-- PROBLEM DETAILS --
Please format the lines starting at the one containing "Target: man in apron" and ending at the one containing "(1065, 389)" as a JSON list of strings, one string per line, skipping any blank lines.

===== EXTRACTED RECORDS =====

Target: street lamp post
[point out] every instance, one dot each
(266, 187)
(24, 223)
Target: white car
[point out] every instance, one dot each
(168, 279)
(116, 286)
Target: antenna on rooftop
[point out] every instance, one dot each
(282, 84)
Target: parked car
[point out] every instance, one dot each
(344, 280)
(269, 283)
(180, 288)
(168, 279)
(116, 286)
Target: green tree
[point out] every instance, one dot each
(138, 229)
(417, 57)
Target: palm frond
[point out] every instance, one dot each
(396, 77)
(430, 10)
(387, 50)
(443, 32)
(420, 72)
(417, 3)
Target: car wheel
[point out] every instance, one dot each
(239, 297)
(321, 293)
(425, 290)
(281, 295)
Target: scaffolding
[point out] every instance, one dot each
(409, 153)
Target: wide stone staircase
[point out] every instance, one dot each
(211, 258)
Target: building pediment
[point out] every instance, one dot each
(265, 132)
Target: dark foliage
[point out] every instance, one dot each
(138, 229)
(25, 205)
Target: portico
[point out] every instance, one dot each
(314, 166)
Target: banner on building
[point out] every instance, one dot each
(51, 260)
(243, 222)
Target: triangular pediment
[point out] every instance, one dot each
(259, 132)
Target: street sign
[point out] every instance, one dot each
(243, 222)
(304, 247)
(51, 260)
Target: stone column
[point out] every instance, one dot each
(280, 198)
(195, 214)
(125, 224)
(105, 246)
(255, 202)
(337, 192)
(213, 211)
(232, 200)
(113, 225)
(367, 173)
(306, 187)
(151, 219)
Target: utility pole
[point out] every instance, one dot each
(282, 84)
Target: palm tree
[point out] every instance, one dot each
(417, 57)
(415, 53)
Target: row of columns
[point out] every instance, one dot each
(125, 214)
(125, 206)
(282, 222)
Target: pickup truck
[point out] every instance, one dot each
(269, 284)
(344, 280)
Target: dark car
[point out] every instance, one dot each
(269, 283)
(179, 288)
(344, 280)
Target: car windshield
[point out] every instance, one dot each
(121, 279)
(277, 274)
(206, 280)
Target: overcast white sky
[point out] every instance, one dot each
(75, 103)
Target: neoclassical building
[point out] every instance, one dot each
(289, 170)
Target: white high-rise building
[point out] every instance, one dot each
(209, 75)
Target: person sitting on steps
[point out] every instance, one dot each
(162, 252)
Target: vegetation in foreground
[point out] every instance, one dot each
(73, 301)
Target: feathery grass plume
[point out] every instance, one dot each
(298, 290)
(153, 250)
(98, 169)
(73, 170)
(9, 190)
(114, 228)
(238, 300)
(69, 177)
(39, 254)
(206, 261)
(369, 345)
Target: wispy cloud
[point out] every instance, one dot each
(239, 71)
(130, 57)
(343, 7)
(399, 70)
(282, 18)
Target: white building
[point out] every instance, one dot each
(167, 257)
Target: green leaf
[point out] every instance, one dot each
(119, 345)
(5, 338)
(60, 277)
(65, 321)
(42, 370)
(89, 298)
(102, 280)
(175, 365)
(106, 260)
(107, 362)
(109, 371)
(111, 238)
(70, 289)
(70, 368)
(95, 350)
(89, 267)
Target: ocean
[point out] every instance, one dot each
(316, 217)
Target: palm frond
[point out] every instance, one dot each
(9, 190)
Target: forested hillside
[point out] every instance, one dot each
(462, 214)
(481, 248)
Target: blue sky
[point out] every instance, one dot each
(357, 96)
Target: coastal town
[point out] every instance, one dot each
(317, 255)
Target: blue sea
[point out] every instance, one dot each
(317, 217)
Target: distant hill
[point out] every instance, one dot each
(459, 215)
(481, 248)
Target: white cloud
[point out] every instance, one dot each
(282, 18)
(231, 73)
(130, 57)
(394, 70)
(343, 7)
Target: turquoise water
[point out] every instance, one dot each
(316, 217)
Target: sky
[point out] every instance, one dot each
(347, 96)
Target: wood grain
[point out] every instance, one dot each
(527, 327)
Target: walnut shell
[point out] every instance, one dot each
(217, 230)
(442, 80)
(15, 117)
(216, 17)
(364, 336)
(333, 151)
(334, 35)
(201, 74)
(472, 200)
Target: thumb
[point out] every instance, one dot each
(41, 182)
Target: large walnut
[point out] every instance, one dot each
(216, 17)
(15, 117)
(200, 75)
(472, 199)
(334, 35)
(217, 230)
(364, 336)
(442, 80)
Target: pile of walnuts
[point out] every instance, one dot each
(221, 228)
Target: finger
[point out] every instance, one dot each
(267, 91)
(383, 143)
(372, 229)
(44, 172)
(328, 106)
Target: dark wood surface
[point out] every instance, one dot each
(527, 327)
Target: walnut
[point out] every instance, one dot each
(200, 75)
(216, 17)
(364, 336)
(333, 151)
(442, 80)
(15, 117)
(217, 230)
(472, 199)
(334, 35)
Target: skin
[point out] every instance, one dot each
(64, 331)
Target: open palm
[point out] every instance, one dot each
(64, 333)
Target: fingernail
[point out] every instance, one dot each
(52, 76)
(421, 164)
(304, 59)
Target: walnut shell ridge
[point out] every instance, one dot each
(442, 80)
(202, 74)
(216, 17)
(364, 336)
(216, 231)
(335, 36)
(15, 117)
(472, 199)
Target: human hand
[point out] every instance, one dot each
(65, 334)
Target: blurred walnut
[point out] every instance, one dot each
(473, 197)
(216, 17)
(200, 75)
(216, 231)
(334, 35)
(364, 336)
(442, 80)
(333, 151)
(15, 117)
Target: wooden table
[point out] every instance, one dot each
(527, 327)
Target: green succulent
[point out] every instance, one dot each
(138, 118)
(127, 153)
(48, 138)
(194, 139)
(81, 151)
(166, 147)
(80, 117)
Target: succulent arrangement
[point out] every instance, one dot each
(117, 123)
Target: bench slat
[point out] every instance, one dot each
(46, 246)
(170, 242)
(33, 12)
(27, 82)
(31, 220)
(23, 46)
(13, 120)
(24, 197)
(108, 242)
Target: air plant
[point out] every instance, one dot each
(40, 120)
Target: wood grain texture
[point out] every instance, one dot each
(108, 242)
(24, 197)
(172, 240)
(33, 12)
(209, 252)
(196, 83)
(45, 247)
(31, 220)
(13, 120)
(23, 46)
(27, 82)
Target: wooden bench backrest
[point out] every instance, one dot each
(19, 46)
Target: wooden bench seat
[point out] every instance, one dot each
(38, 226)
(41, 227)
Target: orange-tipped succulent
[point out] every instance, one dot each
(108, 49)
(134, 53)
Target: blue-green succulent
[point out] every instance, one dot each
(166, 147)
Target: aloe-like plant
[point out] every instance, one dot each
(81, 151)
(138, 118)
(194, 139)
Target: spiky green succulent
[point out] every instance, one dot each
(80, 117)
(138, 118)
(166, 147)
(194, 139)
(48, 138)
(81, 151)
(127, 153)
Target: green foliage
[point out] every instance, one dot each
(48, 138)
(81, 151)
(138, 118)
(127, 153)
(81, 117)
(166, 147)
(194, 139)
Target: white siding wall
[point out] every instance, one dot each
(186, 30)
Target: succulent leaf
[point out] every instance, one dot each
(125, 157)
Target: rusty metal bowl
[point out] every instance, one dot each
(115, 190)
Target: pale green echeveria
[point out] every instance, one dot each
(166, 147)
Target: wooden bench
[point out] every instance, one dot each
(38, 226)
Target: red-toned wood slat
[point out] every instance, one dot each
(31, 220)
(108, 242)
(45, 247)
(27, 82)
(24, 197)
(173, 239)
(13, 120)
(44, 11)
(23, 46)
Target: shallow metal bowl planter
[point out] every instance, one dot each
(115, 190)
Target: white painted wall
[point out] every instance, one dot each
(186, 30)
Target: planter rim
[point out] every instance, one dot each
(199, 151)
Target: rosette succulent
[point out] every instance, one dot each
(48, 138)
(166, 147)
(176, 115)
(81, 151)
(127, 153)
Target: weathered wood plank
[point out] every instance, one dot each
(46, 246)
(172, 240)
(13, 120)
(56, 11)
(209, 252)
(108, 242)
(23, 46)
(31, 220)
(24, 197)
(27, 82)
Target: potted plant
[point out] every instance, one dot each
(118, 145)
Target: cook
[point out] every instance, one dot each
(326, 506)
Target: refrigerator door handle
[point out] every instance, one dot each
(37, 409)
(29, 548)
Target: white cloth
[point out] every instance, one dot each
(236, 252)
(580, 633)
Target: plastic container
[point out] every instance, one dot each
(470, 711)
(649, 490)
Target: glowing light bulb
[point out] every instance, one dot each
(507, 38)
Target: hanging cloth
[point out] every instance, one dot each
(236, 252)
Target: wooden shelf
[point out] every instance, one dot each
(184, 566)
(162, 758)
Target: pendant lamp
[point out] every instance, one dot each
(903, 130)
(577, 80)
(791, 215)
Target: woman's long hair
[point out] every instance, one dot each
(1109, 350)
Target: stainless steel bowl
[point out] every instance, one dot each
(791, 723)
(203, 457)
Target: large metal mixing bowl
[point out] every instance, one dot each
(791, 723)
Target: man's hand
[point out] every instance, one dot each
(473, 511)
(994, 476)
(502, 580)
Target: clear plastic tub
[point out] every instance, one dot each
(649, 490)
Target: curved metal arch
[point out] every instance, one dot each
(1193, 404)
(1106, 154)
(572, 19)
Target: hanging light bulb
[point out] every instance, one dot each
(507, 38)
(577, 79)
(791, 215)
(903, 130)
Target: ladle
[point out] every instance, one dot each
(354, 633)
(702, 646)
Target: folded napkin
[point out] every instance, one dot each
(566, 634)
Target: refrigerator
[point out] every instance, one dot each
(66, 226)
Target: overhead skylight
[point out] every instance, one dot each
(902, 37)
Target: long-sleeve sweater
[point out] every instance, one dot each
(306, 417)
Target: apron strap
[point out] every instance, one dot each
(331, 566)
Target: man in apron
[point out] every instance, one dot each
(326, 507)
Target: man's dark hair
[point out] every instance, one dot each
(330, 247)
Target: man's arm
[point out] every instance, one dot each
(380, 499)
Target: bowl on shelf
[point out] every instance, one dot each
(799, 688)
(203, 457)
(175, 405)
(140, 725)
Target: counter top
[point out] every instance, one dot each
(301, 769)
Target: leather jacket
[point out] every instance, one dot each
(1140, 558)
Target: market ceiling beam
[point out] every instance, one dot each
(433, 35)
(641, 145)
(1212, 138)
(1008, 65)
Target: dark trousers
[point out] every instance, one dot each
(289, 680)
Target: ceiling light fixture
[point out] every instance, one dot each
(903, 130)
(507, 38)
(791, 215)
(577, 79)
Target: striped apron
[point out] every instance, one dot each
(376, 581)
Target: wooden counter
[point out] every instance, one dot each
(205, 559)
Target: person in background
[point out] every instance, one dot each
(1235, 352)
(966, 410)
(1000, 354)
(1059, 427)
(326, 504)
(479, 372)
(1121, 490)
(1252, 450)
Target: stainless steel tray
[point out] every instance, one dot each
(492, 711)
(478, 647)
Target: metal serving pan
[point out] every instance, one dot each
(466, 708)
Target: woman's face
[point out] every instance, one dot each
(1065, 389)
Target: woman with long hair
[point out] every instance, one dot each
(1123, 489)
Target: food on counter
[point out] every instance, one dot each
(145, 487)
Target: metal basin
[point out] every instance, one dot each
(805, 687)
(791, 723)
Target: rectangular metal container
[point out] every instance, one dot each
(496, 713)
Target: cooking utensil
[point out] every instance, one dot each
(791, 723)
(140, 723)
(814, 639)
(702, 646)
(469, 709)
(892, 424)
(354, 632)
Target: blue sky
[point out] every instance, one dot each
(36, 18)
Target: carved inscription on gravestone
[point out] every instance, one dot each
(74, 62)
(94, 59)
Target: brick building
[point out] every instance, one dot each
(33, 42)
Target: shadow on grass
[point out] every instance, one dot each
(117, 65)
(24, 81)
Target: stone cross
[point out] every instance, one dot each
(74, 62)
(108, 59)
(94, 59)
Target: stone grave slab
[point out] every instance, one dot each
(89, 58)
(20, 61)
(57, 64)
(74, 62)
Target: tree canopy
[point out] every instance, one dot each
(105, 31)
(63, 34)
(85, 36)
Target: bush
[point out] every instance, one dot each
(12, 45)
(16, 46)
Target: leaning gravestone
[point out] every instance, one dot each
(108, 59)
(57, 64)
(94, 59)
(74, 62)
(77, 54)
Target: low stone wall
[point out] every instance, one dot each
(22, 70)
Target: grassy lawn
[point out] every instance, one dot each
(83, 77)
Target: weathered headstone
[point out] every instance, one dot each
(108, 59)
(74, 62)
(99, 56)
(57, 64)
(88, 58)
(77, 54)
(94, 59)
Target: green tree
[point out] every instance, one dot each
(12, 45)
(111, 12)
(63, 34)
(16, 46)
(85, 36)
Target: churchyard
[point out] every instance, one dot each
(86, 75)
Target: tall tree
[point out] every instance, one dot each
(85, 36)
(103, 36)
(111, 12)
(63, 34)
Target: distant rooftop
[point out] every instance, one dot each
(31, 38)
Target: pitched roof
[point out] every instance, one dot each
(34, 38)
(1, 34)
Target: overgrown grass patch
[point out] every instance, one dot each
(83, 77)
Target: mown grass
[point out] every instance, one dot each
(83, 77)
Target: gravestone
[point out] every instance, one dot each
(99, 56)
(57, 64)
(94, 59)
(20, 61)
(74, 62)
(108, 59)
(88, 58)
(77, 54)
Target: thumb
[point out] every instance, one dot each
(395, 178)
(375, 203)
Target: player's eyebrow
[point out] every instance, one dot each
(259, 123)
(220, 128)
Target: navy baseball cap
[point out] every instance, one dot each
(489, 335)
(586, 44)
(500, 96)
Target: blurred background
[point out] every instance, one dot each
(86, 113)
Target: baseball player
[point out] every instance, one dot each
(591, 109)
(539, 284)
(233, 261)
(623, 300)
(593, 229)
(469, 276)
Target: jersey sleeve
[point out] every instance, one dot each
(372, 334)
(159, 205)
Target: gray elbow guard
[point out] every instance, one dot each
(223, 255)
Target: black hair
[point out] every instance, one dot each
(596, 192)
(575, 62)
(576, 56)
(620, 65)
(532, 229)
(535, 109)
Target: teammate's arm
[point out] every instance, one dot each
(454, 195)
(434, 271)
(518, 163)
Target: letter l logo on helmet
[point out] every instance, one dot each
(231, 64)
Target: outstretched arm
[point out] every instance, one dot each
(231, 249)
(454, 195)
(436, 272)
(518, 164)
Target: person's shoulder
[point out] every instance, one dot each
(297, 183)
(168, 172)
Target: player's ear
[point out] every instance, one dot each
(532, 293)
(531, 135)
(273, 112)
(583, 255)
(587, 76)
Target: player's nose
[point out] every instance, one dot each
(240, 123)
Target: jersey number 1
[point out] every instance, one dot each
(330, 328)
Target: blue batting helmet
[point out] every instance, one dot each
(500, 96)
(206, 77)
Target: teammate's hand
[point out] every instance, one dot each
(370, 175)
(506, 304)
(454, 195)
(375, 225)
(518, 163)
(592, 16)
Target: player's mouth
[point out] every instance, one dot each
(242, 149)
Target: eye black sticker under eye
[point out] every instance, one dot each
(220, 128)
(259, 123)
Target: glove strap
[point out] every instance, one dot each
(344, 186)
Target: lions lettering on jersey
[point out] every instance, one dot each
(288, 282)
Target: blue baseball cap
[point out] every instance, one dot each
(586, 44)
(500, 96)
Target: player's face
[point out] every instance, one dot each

=====

-- EXERCISE ANSWER --
[
  "Target: man in apron",
  "[point out] every instance, one dot each",
  "(326, 507)",
  "Target: man's dark hair",
  "[point out] every instance, one dot each",
  "(330, 247)",
  "Target: man's arm",
  "[point out] every instance, one dot each",
  "(380, 499)",
  "Target: bowl on shelf",
  "[point out] every instance, one dot each",
  "(799, 688)",
  "(203, 457)",
  "(175, 405)",
  "(140, 725)",
  "Target: counter top",
  "[point out] every instance, one dot each",
  "(301, 769)",
  "Target: leather jacket",
  "[point out] every instance, one dot each",
  "(1140, 558)",
  "Target: market ceiling beam",
  "[point out] every instance, one dot each",
  "(433, 35)",
  "(641, 145)",
  "(1212, 138)",
  "(1008, 65)",
  "Target: dark trousers",
  "[point out] every instance, one dot each",
  "(289, 680)",
  "Target: ceiling light fixture",
  "[point out] every instance, one dot each",
  "(903, 130)",
  "(507, 38)",
  "(791, 215)",
  "(577, 79)",
  "Target: striped apron",
  "[point out] every instance, one dot each",
  "(376, 581)",
  "Target: wooden counter",
  "[point out] every instance, one dot each",
  "(205, 559)",
  "Target: person in background",
  "[point out] every instance, one dot each",
  "(1235, 352)",
  "(966, 410)",
  "(1000, 354)",
  "(1059, 427)",
  "(326, 504)",
  "(479, 372)",
  "(1121, 490)",
  "(1252, 450)",
  "Target: stainless steel tray",
  "[point out] every instance, one dot each",
  "(492, 711)",
  "(478, 647)",
  "Target: metal serving pan",
  "[point out] every instance, one dot each",
  "(466, 708)",
  "Target: woman's face",
  "[point out] every instance, one dot each",
  "(1065, 389)"
]